** Exercise brief **
Reproduce the collected data from its first line through the line containing "[[153, 532]]", requests included, and offset every coordinate in the answers by -47 while leaving the requests unchanged. Omit the pictures from your response.

═══ Input records

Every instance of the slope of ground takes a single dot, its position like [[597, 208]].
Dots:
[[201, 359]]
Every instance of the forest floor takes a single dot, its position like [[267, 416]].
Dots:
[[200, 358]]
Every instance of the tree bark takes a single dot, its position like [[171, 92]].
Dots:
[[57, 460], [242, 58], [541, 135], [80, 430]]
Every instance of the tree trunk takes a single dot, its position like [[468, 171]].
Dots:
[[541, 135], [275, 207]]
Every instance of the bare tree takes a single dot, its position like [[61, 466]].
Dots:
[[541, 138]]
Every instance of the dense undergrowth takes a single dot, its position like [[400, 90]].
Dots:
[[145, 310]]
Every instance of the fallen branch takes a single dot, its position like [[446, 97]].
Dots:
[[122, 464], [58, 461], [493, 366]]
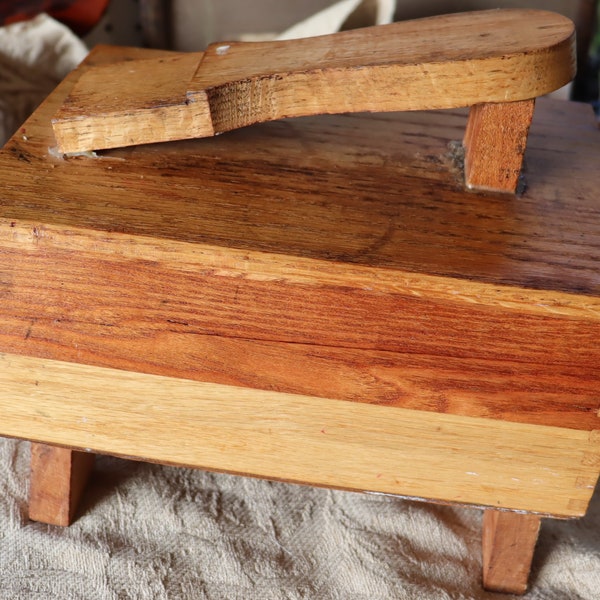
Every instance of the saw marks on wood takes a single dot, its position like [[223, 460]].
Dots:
[[439, 62]]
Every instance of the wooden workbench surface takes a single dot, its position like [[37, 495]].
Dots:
[[325, 265], [314, 242]]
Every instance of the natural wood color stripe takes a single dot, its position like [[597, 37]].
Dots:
[[298, 438], [182, 257]]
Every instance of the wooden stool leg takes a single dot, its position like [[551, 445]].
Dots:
[[508, 543], [495, 141], [58, 478]]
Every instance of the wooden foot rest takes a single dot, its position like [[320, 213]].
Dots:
[[317, 300]]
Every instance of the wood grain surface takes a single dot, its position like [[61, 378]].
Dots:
[[324, 442], [335, 256], [439, 62]]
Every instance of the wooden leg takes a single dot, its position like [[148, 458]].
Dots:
[[508, 543], [495, 141], [58, 478]]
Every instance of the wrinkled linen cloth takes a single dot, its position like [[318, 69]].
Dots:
[[149, 532], [35, 55]]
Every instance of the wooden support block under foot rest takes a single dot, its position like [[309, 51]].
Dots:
[[58, 478], [509, 541]]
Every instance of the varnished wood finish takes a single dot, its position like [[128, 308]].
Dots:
[[300, 438], [439, 62], [249, 259], [495, 142], [58, 478], [328, 265], [509, 541]]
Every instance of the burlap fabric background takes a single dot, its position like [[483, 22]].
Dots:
[[153, 532]]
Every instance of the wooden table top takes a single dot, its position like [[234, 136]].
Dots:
[[302, 244]]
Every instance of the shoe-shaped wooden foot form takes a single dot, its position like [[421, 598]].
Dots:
[[496, 62], [57, 481]]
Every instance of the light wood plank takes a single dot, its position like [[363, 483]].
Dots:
[[299, 438], [57, 481], [509, 541], [439, 62]]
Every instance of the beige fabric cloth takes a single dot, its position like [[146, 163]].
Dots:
[[34, 57], [154, 532]]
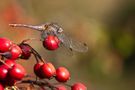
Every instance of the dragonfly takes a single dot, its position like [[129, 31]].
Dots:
[[56, 30]]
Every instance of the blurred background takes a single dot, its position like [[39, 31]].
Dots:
[[107, 26]]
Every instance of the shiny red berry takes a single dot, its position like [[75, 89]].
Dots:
[[78, 86], [51, 42], [17, 72], [48, 70], [5, 44], [62, 74], [15, 52], [10, 62], [37, 69], [26, 51]]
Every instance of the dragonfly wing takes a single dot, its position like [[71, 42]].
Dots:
[[73, 44]]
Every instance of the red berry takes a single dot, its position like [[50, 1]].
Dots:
[[37, 69], [3, 72], [48, 70], [10, 62], [5, 44], [8, 81], [26, 51], [60, 87], [1, 87], [17, 72], [15, 52], [62, 74], [78, 86], [51, 42]]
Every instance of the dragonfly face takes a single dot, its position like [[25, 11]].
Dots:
[[54, 29]]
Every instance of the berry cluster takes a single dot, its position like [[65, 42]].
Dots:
[[12, 74]]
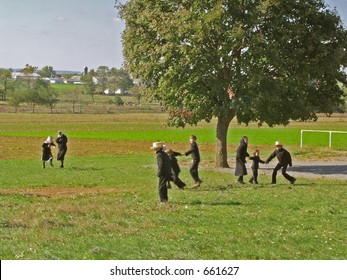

══════

** Output of the task **
Every instance of the slope of ground takes a single dot, its position like [[597, 208]].
Dots:
[[154, 312]]
Every instance of the forest floor takes a single dot, its position like [[267, 416]].
Dots:
[[153, 311]]
Every instance of the tree bark takes a single dot, its position like [[171, 92]].
Dots:
[[10, 413], [195, 11], [494, 88], [33, 383]]
Every instance of the tree trunk takes a single dot, its position like [[468, 171]].
Dots:
[[494, 88], [228, 160]]
Every instance of the bare tree takes a single dot, its position like [[61, 466]].
Dots:
[[494, 91]]
Every instance of the dense undergrowth takes a single dot, its position like [[400, 90]].
Dots:
[[98, 263]]
Every instance of the fallen branch takes a single dot, its position like [[446, 97]].
Dots:
[[75, 417], [11, 414], [446, 319]]
Every instance of the saw marks on wood takes a single dot, its position like [[223, 460]].
Dots:
[[392, 15]]
Every instance of the wooden workbench surface takes a single dot, its position like [[37, 495]].
Dots:
[[278, 218], [267, 195]]
Every instance of the natural wood color stripe takes a single dot, its position like [[597, 37]].
Dots:
[[251, 391], [135, 210]]
Every instance of the wooden stool leg takes a single dot, its position like [[551, 445]].
Dots:
[[461, 496], [448, 94], [11, 431]]
Every instance of the wooden foot rest takes a single dot, its position like [[320, 213]].
Dots:
[[270, 253]]
Every instance of the wood grain surface takes a single dot, its position like [[61, 378]].
Dots:
[[277, 395], [288, 209], [392, 15]]
Every instance of the wooden leg takes a single dot, its position like [[148, 458]].
Dots:
[[461, 496], [448, 94], [11, 431]]
Every instance of the wrinkled linen cloth takes a single dot, its position like [[318, 69]].
Dots:
[[102, 485], [-12, 8]]
Every instance of the wooden support block under foot rest takes a single dot, its position like [[309, 51]].
Dots:
[[11, 431], [462, 494]]
Every instance of the varnished wood finish takes a single dot, its position like [[128, 308]].
Dots:
[[253, 391], [392, 15], [202, 212], [448, 95], [11, 431], [281, 218], [462, 494]]
Every instance of the burlap fabric background takes a single dot, its position like [[483, 22]].
Dots:
[[106, 485]]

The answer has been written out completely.